Natural language region descriptions
═══

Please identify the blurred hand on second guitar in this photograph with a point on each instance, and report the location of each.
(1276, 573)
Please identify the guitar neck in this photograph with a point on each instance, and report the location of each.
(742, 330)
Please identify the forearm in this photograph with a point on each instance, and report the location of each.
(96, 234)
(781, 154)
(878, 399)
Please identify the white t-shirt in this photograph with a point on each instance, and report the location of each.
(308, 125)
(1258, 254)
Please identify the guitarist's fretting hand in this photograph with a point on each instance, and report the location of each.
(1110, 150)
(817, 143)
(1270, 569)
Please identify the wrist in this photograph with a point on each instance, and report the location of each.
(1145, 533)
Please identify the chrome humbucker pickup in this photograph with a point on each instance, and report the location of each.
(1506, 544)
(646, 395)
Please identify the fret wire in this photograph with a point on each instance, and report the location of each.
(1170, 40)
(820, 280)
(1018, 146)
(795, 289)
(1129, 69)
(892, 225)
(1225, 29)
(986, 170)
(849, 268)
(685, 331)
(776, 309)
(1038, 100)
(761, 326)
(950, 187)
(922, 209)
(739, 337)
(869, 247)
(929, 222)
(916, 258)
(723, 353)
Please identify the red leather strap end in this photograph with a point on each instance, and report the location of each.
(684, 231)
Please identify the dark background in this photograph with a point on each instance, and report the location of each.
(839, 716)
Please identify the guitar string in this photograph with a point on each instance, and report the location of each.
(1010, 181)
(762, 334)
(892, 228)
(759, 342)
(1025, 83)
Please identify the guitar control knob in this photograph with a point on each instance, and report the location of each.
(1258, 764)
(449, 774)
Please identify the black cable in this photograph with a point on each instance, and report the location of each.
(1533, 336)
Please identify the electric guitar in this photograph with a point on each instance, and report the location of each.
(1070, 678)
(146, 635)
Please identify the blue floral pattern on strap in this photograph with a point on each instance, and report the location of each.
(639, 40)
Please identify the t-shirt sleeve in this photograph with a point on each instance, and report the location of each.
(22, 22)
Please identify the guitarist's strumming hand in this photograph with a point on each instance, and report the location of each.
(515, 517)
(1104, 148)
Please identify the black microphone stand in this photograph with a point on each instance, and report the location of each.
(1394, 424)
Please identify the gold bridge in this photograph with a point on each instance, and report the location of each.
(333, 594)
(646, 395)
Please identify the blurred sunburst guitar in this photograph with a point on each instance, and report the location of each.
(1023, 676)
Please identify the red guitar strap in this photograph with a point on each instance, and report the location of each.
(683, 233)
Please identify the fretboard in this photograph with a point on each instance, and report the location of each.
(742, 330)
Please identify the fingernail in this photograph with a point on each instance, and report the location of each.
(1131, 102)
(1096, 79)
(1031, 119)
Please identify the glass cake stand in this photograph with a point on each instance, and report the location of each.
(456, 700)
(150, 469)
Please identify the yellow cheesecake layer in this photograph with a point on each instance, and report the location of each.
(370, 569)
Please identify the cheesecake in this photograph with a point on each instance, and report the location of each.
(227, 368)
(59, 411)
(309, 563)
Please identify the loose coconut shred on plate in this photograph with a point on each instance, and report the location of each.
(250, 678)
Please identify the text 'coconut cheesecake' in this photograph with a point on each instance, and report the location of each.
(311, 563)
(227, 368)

═══

* **WHAT THIS TASK INVOLVES**: Start to finish, restate the records above word for word.

* **OUTPUT**:
Please identify the blurred hand on second guitar in this photograph with a point on each instance, and report the location of each.
(1276, 573)
Please identify the guitar neck in this photograph with a point on each instance, and report the location of each.
(742, 330)
Please identify the forearm in this photograph with a point on each instance, and report the location of each.
(96, 234)
(781, 154)
(878, 399)
Please identify the white t-shirt in this photograph with a point on each instance, and report the location of each.
(308, 125)
(1258, 254)
Please identify the guitarist's fretting hand in this photograph with a point on each instance, and report the location of each.
(1110, 150)
(817, 143)
(1270, 569)
Please identify the wrist in this photograph with a point on each instance, and report the location of each.
(1145, 533)
Please identify the chrome humbucker pickup in this photograph with a point on each instance, and report the location of each.
(1506, 544)
(646, 395)
Please identify the fret wire in this photograph with a point on each instance, and report the location of each.
(1170, 40)
(820, 280)
(1018, 146)
(795, 289)
(1129, 69)
(892, 225)
(1225, 29)
(986, 170)
(849, 268)
(685, 331)
(776, 309)
(1038, 100)
(761, 326)
(950, 187)
(922, 209)
(739, 337)
(869, 247)
(929, 222)
(916, 258)
(723, 353)
Please identify the red leather strap end in this photograph with a point on each instance, and report the location of each.
(684, 231)
Please identify the dark background in this photograph with a point on each instance, and report the location of each.
(839, 716)
Please identify the guitar string in this photograph with a point on each instance, and report the location of each.
(1010, 181)
(762, 334)
(892, 228)
(759, 342)
(1025, 83)
Please identify the guitar control knob in this photograph with a point on each instance, and report the location of each.
(1258, 764)
(449, 774)
Please identify the black cable in this photograph with a point on each instance, and report the location of each.
(1533, 336)
Please identify the electric guitar in this photograph with a point on each instance, and report the location of each.
(1070, 678)
(146, 635)
Please identify the blue floral pattern on strap in this photograph with a point on each instance, and report the location of each.
(639, 40)
Please identify the t-shirt sleeve in this photograph with a point on each instance, and report the location of each.
(22, 22)
Please identify the guitarist's strumming hand in this photograph with a point on each instance, and report the location of each.
(515, 517)
(1104, 148)
Please identify the black microphone stand in this photograph with a point on each instance, and report the location of each.
(1394, 424)
Please identify the gold bridge in this photograph with a point on each instance, and report the location of each.
(333, 594)
(646, 395)
Please identify the blurred sunburst guitar in this photograph with a point on each instance, and report the location of each.
(1023, 676)
Please identify the red guitar strap in this photograph with a point on each instance, and report the location of each.
(683, 233)
Please identify the fretboard in this photograph with a point on each instance, and report the location of each.
(742, 330)
Please identify the fingernail in this photograph with a point on each instance, and report the location of each.
(1131, 102)
(1096, 79)
(1031, 119)
Please identify the glass cake stand in this photograph with a point on each instance, and report the location of each.
(456, 700)
(150, 469)
Please identify the yellow cheesecake layer in this photograph with a point on each instance, and report the location of each.
(370, 569)
Please identify the cheesecake in this photograph with a point on each instance, and report the location of each.
(227, 368)
(59, 411)
(309, 563)
Please identify the loose coconut shred on plate in this photograph with a point on each instance, and report the location of each.
(250, 678)
Please identify the text 'coconut cheesecake' in this photograph with a point on each instance, and report the location of each.
(311, 563)
(227, 368)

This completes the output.